■ **Challenge**
Rewrite every line from the one containing "of the officer's" through the last line, requests included, and shift each x and y coordinate in the answers by adding 68 to it.

(Pointing dataset excerpts)
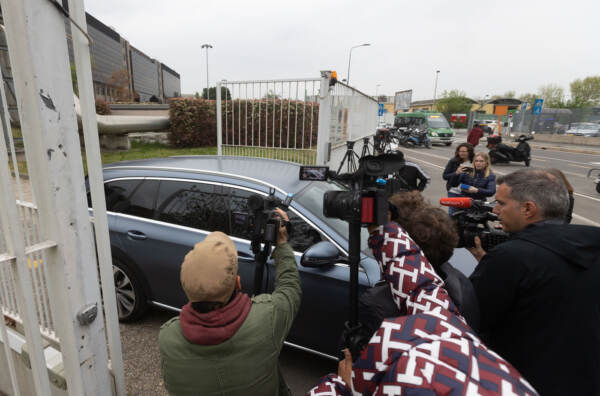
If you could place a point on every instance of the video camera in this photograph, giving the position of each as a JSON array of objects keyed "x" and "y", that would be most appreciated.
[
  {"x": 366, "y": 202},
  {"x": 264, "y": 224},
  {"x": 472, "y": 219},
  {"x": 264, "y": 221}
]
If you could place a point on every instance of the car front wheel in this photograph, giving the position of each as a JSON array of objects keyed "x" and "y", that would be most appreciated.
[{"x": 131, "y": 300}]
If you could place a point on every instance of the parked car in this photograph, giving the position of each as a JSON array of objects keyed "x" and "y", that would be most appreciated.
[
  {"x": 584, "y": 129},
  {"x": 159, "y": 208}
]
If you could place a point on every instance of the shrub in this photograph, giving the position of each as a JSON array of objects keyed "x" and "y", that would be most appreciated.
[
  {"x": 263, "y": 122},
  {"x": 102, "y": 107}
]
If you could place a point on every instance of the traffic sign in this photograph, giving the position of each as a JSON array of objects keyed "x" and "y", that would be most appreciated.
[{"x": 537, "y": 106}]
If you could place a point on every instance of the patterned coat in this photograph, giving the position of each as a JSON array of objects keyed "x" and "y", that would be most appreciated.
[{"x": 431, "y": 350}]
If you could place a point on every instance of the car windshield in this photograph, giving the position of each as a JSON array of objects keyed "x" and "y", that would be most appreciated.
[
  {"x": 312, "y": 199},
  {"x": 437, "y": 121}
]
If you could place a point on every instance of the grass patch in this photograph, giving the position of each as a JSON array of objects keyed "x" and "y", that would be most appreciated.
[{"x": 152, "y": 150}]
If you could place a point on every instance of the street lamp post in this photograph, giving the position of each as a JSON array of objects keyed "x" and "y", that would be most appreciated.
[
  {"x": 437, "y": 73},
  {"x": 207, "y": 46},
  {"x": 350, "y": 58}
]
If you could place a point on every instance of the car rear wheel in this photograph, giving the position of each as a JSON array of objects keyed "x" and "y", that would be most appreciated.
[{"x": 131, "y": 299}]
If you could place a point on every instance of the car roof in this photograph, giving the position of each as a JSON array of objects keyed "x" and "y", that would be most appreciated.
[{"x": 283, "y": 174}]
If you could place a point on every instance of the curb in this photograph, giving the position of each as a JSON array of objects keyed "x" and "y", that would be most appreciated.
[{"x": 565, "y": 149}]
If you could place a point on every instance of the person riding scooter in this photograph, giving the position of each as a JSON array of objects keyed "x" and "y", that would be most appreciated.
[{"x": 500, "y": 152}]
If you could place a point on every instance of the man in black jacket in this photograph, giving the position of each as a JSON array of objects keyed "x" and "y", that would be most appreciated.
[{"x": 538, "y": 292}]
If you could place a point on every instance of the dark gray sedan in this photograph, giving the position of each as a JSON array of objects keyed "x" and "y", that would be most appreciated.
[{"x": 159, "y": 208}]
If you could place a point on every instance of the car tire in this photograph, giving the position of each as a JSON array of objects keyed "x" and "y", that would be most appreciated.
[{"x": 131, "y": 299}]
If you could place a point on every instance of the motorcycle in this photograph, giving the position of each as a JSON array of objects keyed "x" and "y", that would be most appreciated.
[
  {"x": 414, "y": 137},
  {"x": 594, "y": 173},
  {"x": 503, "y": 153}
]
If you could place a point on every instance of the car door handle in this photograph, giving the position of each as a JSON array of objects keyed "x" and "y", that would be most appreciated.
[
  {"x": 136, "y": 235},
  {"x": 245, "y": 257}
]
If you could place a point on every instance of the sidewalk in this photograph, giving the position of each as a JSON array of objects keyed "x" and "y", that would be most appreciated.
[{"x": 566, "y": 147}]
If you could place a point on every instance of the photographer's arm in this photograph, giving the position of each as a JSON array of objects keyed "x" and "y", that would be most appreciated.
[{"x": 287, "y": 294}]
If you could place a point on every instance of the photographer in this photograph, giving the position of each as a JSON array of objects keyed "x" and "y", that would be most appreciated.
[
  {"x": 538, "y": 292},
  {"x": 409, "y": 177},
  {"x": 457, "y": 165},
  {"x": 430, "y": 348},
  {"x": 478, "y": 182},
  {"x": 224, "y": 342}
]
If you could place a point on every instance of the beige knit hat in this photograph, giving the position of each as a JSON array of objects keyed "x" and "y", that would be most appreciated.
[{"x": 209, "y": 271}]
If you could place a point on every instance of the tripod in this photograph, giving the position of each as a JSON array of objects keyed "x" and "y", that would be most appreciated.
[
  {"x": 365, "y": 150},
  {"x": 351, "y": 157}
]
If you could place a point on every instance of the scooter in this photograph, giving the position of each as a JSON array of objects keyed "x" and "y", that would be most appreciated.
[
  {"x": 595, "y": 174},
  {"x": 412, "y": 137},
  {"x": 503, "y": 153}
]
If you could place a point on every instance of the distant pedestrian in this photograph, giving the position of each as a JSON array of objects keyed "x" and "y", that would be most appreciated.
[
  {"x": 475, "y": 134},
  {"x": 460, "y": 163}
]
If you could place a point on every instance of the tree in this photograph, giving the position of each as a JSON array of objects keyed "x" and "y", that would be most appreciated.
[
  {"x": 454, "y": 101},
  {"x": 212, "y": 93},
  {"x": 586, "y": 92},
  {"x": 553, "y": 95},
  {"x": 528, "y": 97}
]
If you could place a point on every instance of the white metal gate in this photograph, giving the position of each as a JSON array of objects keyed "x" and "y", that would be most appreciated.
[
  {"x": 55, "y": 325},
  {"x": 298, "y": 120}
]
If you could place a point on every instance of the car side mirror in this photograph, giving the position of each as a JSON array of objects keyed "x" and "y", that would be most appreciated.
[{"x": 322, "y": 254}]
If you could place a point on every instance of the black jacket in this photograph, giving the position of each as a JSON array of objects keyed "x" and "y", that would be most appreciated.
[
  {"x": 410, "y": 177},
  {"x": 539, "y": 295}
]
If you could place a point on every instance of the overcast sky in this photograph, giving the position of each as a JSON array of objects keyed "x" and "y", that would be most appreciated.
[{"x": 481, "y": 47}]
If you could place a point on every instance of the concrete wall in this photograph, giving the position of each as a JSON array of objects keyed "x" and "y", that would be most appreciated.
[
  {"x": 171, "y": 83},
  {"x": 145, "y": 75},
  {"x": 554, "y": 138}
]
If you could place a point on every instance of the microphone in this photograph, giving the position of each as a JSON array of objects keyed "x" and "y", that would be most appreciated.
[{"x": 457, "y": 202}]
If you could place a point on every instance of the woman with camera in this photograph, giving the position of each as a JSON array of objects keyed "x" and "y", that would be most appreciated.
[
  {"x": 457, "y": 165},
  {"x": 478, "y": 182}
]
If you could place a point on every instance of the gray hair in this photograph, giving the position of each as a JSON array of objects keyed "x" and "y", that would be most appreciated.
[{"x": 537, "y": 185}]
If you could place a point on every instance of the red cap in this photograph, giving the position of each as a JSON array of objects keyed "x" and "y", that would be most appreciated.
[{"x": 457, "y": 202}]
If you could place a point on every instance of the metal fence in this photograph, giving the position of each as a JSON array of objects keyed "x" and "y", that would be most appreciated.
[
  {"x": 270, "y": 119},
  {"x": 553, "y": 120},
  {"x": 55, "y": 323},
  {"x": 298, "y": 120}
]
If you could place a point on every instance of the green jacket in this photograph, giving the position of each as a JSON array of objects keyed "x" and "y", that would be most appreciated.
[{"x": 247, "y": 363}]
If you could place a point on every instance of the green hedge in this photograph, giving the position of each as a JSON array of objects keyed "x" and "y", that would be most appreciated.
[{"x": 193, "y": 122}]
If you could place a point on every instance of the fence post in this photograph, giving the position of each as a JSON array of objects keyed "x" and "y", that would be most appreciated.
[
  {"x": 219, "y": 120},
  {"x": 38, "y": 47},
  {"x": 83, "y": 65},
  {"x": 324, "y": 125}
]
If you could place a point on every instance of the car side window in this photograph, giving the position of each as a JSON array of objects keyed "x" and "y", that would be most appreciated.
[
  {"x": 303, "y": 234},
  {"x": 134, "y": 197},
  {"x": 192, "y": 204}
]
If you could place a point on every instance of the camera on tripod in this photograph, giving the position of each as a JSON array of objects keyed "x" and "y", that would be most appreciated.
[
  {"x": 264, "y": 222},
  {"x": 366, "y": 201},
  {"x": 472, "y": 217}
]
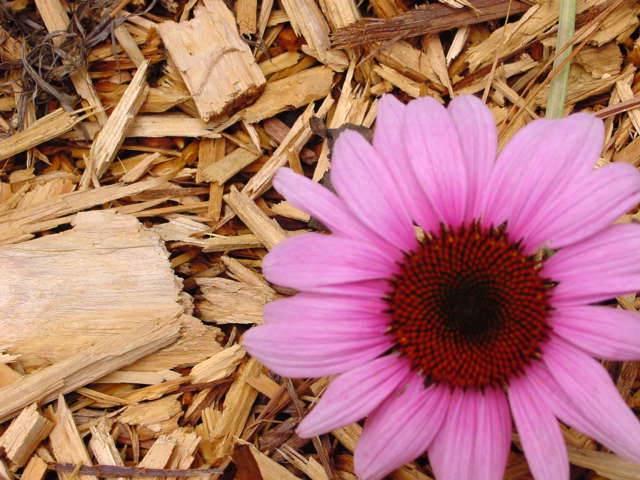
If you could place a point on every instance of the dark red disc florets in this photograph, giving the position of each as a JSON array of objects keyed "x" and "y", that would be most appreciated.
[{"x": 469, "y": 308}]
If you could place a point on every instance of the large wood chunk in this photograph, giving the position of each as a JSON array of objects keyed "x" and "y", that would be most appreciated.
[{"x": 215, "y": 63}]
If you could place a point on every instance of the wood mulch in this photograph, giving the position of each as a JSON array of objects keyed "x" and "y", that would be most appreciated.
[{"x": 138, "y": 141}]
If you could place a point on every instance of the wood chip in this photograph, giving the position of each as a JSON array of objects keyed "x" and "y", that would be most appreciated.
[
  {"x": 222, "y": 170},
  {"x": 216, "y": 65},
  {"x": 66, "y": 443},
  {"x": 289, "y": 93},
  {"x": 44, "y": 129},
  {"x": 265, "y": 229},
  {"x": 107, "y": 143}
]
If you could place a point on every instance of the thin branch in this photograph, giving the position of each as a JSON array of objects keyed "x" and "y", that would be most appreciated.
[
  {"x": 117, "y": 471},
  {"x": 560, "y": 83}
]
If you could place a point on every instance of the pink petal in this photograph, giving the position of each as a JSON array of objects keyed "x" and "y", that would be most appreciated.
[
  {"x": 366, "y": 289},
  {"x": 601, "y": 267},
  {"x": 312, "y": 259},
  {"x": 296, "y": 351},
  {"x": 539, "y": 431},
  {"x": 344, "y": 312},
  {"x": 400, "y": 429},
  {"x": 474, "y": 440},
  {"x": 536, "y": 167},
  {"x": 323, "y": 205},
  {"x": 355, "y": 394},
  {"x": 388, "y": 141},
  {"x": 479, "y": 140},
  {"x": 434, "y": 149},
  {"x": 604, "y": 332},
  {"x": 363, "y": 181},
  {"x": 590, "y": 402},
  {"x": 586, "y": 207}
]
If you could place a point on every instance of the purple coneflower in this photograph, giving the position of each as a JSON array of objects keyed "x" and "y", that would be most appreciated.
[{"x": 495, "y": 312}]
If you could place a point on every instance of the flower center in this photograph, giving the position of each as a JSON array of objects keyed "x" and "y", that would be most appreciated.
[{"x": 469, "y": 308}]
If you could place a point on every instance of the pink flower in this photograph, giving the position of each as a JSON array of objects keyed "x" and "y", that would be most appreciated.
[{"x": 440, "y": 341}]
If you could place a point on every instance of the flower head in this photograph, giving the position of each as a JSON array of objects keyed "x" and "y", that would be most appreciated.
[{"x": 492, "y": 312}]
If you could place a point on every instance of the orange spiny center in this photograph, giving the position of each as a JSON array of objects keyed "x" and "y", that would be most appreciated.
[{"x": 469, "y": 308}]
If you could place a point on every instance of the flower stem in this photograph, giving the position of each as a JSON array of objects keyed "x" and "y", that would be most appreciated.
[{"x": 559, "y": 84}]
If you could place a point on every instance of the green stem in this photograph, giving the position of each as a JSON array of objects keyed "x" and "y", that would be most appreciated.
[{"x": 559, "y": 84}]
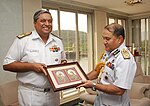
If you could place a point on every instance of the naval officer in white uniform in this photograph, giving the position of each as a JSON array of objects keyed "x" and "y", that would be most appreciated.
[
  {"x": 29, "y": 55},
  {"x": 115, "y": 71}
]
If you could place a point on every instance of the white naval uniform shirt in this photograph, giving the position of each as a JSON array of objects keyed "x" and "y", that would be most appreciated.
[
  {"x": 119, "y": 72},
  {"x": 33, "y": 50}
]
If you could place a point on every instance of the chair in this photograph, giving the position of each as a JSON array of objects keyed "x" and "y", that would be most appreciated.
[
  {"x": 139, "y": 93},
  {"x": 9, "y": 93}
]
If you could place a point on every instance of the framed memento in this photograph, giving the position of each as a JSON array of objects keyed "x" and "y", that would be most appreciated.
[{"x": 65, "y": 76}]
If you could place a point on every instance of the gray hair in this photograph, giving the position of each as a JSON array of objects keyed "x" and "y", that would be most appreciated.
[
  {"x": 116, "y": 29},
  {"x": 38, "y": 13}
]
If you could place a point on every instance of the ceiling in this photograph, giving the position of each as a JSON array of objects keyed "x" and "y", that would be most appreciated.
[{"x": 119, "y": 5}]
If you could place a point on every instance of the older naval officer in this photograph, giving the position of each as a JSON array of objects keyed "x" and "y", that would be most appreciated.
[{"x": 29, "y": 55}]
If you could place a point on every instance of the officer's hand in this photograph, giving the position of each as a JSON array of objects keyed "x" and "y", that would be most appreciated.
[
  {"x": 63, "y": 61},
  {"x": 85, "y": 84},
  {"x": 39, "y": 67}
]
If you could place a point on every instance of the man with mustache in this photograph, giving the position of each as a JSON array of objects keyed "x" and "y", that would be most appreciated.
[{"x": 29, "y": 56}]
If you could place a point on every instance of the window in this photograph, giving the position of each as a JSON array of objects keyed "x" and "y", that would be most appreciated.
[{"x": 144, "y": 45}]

■ **Expected answer**
If you could place a point on every instance of the officer's hand in this photograph, giving the position of each as a JSON array of objects keyed "x" and "y", that would be most appreciated.
[
  {"x": 131, "y": 129},
  {"x": 153, "y": 152},
  {"x": 107, "y": 135}
]
If you could place a point on every instance of the man with mustache in this photograph, giving the position of each as a JSON array of objects keyed "x" and "y", that would be most appreciated.
[{"x": 97, "y": 124}]
If you could place a point on every instance of the window in this photograph, giving the position of each as a JSON array of objects keyed "x" and "y", that would be most appreciated.
[{"x": 212, "y": 113}]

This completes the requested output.